Recorded data:
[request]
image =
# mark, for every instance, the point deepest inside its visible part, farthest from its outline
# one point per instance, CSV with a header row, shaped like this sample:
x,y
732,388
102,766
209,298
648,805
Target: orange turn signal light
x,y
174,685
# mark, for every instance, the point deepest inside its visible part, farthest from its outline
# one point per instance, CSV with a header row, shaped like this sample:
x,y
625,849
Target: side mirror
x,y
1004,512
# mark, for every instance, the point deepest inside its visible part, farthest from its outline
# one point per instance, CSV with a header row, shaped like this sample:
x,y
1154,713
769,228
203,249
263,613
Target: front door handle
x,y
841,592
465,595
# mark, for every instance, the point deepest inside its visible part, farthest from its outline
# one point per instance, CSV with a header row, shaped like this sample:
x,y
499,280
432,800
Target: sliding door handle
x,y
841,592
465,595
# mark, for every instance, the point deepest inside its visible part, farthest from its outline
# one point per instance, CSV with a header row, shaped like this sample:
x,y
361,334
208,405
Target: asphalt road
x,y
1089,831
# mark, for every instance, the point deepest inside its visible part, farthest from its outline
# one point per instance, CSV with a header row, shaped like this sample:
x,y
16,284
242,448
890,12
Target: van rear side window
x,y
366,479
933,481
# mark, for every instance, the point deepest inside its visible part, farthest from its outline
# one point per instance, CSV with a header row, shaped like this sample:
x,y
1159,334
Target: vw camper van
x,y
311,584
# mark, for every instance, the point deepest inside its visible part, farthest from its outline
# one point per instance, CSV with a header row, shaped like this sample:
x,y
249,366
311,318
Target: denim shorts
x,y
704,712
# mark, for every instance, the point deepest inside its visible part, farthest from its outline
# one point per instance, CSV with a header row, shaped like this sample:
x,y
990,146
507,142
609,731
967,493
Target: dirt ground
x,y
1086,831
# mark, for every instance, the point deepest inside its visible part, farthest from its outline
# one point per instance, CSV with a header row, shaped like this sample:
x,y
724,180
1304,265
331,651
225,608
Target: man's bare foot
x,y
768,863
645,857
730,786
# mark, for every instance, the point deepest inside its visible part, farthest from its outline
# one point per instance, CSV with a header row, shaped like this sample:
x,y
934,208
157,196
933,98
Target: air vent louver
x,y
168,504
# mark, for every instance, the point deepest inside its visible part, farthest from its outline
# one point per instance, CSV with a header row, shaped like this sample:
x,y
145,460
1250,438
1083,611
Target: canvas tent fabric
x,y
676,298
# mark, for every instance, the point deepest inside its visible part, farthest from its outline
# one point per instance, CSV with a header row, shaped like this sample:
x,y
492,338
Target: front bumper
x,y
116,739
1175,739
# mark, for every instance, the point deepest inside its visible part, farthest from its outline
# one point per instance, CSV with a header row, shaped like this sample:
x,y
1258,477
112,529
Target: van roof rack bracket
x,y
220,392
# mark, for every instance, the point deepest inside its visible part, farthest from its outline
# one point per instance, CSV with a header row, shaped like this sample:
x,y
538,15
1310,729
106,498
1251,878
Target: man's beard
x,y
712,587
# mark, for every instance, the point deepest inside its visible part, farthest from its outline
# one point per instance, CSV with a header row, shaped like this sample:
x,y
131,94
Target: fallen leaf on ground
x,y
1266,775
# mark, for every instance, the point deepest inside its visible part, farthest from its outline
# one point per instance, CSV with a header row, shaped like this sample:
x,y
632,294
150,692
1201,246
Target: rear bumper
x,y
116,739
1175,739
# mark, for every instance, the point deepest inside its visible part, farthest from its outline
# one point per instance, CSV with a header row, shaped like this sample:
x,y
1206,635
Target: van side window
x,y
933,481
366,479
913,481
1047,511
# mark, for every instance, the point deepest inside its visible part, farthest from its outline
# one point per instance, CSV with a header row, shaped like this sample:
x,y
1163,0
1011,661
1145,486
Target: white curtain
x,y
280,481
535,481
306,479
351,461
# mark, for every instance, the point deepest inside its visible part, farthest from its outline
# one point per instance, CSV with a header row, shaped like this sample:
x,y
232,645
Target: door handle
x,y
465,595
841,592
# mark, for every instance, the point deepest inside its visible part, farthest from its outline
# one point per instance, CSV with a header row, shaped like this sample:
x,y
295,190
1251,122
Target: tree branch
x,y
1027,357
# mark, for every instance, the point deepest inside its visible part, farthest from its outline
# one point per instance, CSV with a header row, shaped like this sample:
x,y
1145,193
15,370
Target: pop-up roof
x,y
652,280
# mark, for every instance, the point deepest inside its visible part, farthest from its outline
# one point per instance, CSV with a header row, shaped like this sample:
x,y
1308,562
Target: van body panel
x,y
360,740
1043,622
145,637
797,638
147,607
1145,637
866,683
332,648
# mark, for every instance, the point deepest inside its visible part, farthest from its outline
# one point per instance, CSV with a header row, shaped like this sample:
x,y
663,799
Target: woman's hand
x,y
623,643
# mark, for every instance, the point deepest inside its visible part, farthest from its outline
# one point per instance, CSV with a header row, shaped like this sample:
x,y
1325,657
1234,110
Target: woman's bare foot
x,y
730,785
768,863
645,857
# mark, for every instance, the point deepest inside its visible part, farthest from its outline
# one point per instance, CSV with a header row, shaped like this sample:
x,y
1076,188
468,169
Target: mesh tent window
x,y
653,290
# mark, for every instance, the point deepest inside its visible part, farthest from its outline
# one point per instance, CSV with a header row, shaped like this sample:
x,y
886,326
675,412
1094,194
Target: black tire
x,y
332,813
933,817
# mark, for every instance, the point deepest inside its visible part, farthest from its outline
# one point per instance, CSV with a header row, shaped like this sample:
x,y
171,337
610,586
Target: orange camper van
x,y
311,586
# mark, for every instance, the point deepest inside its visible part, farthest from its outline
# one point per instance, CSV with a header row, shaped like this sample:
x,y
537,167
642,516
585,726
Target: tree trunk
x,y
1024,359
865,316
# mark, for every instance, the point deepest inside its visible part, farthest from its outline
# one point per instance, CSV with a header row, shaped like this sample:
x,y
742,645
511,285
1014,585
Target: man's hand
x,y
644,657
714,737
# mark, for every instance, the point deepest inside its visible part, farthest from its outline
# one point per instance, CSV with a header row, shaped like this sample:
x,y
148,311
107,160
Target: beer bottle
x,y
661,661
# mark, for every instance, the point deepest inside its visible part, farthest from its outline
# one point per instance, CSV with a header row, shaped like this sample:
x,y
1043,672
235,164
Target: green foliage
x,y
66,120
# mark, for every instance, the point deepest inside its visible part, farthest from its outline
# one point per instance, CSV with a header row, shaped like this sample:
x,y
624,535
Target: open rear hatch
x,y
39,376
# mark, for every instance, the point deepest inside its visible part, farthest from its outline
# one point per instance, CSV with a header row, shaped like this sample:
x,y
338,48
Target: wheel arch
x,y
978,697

AIM: Go through the data and return every record exactly.

REPLY TO THE EXERCISE:
[request]
image =
# mark, for every instance, the point deepest inside its visible part, farthest from its outline
# one point per instance, CSV with a header row, shaped like this sample:
x,y
732,388
102,766
209,298
648,805
Target: orange turn signal light
x,y
174,685
# mark, for every instance, the point deepest inside its visible part, farthest from its outline
# one point per instance, CSV with a header row, shaped like this sample:
x,y
625,849
Target: side mirror
x,y
1004,512
# mark, for every instance, the point deepest inside its visible part, farthest from its outline
# one point per instance, CSV with a header row, shaped like this sample:
x,y
1154,713
769,228
203,249
263,613
Target: front door handle
x,y
841,592
465,595
# mark, for every instance, the point deepest inside its visible part, farthest from its outline
# one point per instance, CSV with a header row, shaped like this sample:
x,y
499,280
432,800
Target: sliding door handle
x,y
841,592
465,595
# mark, for every instance, the point deepest inside its visible part, farthest from its outline
# one point per instance, CSV with a header row, shaped like this sample:
x,y
361,334
208,405
Target: asphalt road
x,y
1089,831
# mark, for every instance, the point deepest inside its visible part, farthest from its outline
# one point per instance, CSV with a header row, shaped like this sample:
x,y
16,284
242,448
890,12
Target: van rear side window
x,y
366,479
933,481
# mark, for every instance, the point deepest inside its visible part, farthest from its outline
# one point per instance, CSV with a header row, shaped like this sample:
x,y
1159,334
Target: vw camper van
x,y
311,584
# mark, for every instance, the point deepest inside its visible part, farthest from its outline
# one point per instance, CSV with a header row, shaped like this sample:
x,y
249,366
311,318
Target: denim shorts
x,y
704,712
# mark, for every instance, the point deepest inside its visible part, farthest from its outline
# one point per instance, CSV with a header row, shaped like this sample:
x,y
990,146
507,142
609,731
967,493
Target: dirt ground
x,y
1086,831
# mark, for every instance, the point deepest inside its visible part, farthest from its outline
# one point per instance, CSV with a header row, shaped like this sample:
x,y
724,180
1304,265
331,651
225,608
Target: man's bare foot
x,y
768,863
645,857
730,786
# mark, for every instance, the point deepest inside its visible part, farthest from its outline
# one point per instance, CSV with a header row, shaped like this sample:
x,y
934,208
157,196
933,98
Target: air vent louver
x,y
168,504
# mark, for every instance, the point deepest inside its visible part, farthest from its outline
# one point per instance, CSV with a header row, shaped like this sample:
x,y
145,460
1250,438
1083,611
Target: canvas tent fabric
x,y
676,298
# mark, for every instance, the point deepest inside its visible part, farthest from its outline
# one point per instance, CSV with a header row, shaped like this sample:
x,y
492,338
Target: front bumper
x,y
116,739
1175,739
# mark, for every instance, the point deepest inside its visible part, farthest from its outline
# one point per instance, CSV with a header row, shaped like this sample:
x,y
1258,477
112,529
Target: van roof rack bracket
x,y
220,392
# mark, for every instance, the point deepest inside its visible part, farthest from its outline
# one point per instance, CSV with a header row, shaped like this sample:
x,y
538,15
1310,729
106,498
1251,878
Target: man's beard
x,y
712,587
# mark, for every instance, the point deepest inside its visible part, farthest from its outline
# one point per instance, CSV with a header row, shaped like this sample:
x,y
131,94
Target: fallen leaf on ground
x,y
1266,775
# mark, for every instance, the point deepest inside its visible part, farthest from its outline
# one point per instance, CSV with a header row, shaped like this sample:
x,y
632,294
150,692
1201,246
Target: rear bumper
x,y
116,739
1175,739
# mark, for every instance, the point deepest inside its visible part, farthest from its outline
# one point per instance, CSV with a header row, shaped like this sample:
x,y
1206,635
Target: van side window
x,y
933,481
366,479
913,481
1047,511
# mark, for every instance, the point deepest inside its visible part, farthest from its outline
# one point per instance, CSV with a header row, shaped like this sample:
x,y
1163,0
1011,661
1145,486
Target: white curtain
x,y
280,481
535,481
306,479
351,461
# mark, for every instance, the point deepest inside its visible part, farthest from its outline
# one point per instance, CSV with a header row, shaped like this sample:
x,y
232,645
Target: door handle
x,y
465,595
841,592
# mark, for every instance, the point deepest inside its visible part, farthest from its outline
# one point per instance, CSV with a header row, shaped like this sample:
x,y
295,190
1251,122
Target: tree branch
x,y
1027,357
# mark, for every instance, the point deepest inside its visible part, farthest from its outline
# one point per instance, CSV with a header row, shaped like this sample:
x,y
1145,193
15,370
Target: pop-up roof
x,y
652,280
# mark, for every instance, the point deepest inside its visible part, farthest from its outline
# one point per instance, CSV with a header row, shaped like this sample:
x,y
1308,562
Target: van body panel
x,y
360,740
1043,622
145,637
797,638
147,607
1145,637
866,683
332,648
# mark, for every instance, the point deepest inside its visible part, farthest from its outline
# one point per instance, CSV with a header row, shaped like this sample:
x,y
663,799
Target: woman's hand
x,y
623,643
# mark, for every instance, the point deepest inside its visible part, farthest from its outline
# one point per instance, CSV with a header row, shaped like this sample:
x,y
1325,657
1234,110
Target: woman's bare foot
x,y
730,785
768,863
645,857
# mark, for every instance, the point deepest inside its visible part, farthest from its outline
# one point per instance, CSV with a header row, shaped like this sample:
x,y
1076,188
468,169
Target: mesh tent window
x,y
653,290
# mark, for every instance, the point deepest inside its visible part, farthest from its outline
# one point per instance, CSV with a header row, shaped like this sample:
x,y
886,326
675,412
1094,194
Target: black tire
x,y
332,813
933,817
# mark, for every instance, the point deepest inside its visible part, farthest from its outline
# one point per instance, CSV with a header row, shaped like this sample:
x,y
171,337
610,586
Target: orange camper van
x,y
311,586
# mark, for every instance, the point deepest inside its visible part, farthest from its outline
# one point per instance, CSV with a header row, shaped like this sample:
x,y
537,167
642,516
585,726
Target: tree trunk
x,y
1024,359
865,316
# mark, for every instance, the point deepest inside its visible part, farthest from its outline
# one point per instance, CSV with a header row, shaped like this sample:
x,y
742,645
511,285
1014,585
Target: man's hand
x,y
644,657
714,737
# mark, for every instance, the point deepest inside its visible part, farthest from its outline
# one point per instance, CSV with a header row, shaped like this sample:
x,y
148,311
107,160
Target: beer bottle
x,y
661,661
# mark, for every instance, the point deepest inside its visible part, farthest from its outline
# one point per instance, CSV with a header row, shaped like this sample:
x,y
1043,672
235,164
Target: green foliage
x,y
66,120
# mark, for every instance, the point deepest inside its visible part, farthest from its outline
# one point per instance, CSV with a header row, shaped like this sample:
x,y
624,535
Target: open rear hatch
x,y
39,376
# mark, for every instance, the point deepest inside its visible part, farthest from its outline
# one point per instance, CSV with a header row, shaped like this sample:
x,y
338,48
Target: wheel arch
x,y
978,697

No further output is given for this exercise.